*ESERCIZI*:
1 – Risponda brevemente alle seguenti domande sul testo dedicato ad Angelo Del Boca.
(a) Quale convinzione è indicata al primo posto in ordine d'importanza?
(b) Presso quale editore viene pubblicato il diario partigiano?
(c) Nelle file di quali formazioni qualcuno dei comandanti aveva partecipato alla campagna di Spagna?
2 – Estragga senza alcuna modifica dal testo dedicato ad Angelo Del Boca il passo che si apre con le parole contenenti "Una vita partigiana" e si chiude con "tedeschi e fascisti.".

Una vita partigiana
Da disertore passato alla Resistenza e storico contro il rimosso coloniale, Angelo Del Boca non ha mai smesso di combattere
Eravamo dei ragazzi pieni di insicurezze e di paure, ma anche desiderosi di trovare una nostra strada. Entrammo nella Resistenza portando ognuno i propri dubbi, le proprie perplessità, le paure e le ingenue speranze. I comandanti, invece, avevano le idee chiare, possedevano un’ideologia e qualcuno aveva partecipato alla campagna di Spagna nelle file delle Brigate internazionali. Avevano una loro storia e appartenevano a un’altra generazione. Noi, al contrario, eravamo ragazzi senza un passato di cui andare fieri e, anzi, uscivamo a fatica dal fascismo. Non è che avessimo grandi ideali, ma qualche convinzione sì, e precisamente, in ordine d’importanza: 1) non morire; 2) tornare a casa, dalla nostra famiglia; 3) sparare a tedeschi e fascisti.
L’importante era vivere. Trovarci di colpo in un’altra dimensione procurava insicurezza; eravamo disorientati e i nostri comandanti ci hanno fatto, in un certo senso, da fratelli maggiori o da padri… Poi, giorno dopo giorno, gradualmente, è cresciuto dentro di noi un uomo nuovo. Ci siamo accorti di essere cambiati. E di voler cambiare profondamente questa nostra Italia. Ero un insofferente: non riuscivo a capire come si potesse continuare ad avere un’Italia così…
Per me, la Resistenza continua ancora oggi. In ciò che faccio, c’è sempre qualche legame con i valori di quel periodo.
Settant’anni dopo la Liberazione, pubblicando da Mondadori il suo diario partigiano Nella notte ci guidano le stelle con la cura di Mimmo Franzinelli, Angelo Del Boca traccia nelle ultime pagine del volume i contorni della sua vita partigiana, in senso stretto e in senso lato, con una spiazzante sincerità. La sua opera come scrittore, giornalista e storico si è nel frattempo incardinata come fondamento civile sul piano dell’indagine, della narrazione e della riflessione in particolare sul Novecento italiano e africano, in scia a quella «scelta» iniziale: «un’attività di ricerca, ricostruzione e demistificazione in linea con i valori civili e politici maturati nel periodo partigiano», come scrive Franzinelli.

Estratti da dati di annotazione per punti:

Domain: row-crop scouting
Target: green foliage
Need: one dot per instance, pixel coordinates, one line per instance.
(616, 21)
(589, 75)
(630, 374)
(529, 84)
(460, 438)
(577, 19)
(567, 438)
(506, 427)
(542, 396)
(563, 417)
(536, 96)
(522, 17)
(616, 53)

*SOLUZIONI DEGLI ESERCIZI*:
1 –
(a) Non morire.
(b) Mondadori.
(c) Nelle file delle Brigate internazionali.

2 –
Una vita partigiana
Da disertore passato alla Resistenza e storico contro il rimosso coloniale, Angelo Del Boca non ha mai smesso di combattere
Eravamo dei ragazzi pieni di insicurezze e di paure, ma anche desiderosi di trovare una nostra strada. Entrammo nella Resistenza portando ognuno i propri dubbi, le proprie perplessità, le paure e le ingenue speranze. I comandanti, invece, avevano le idee chiare, possedevano un’ideologia e qualcuno aveva partecipato alla campagna di Spagna nelle file delle Brigate internazionali. Avevano una loro storia e appartenevano a un’altra generazione. Noi, al contrario, eravamo ragazzi senza un passato di cui andare fieri e, anzi, uscivamo a fatica dal fascismo. Non è che avessimo grandi ideali, ma qualche convinzione sì, e precisamente, in ordine d’importanza: 1) non morire; 2) tornare a casa, dalla nostra famiglia; 3) sparare a tedeschi e fascisti.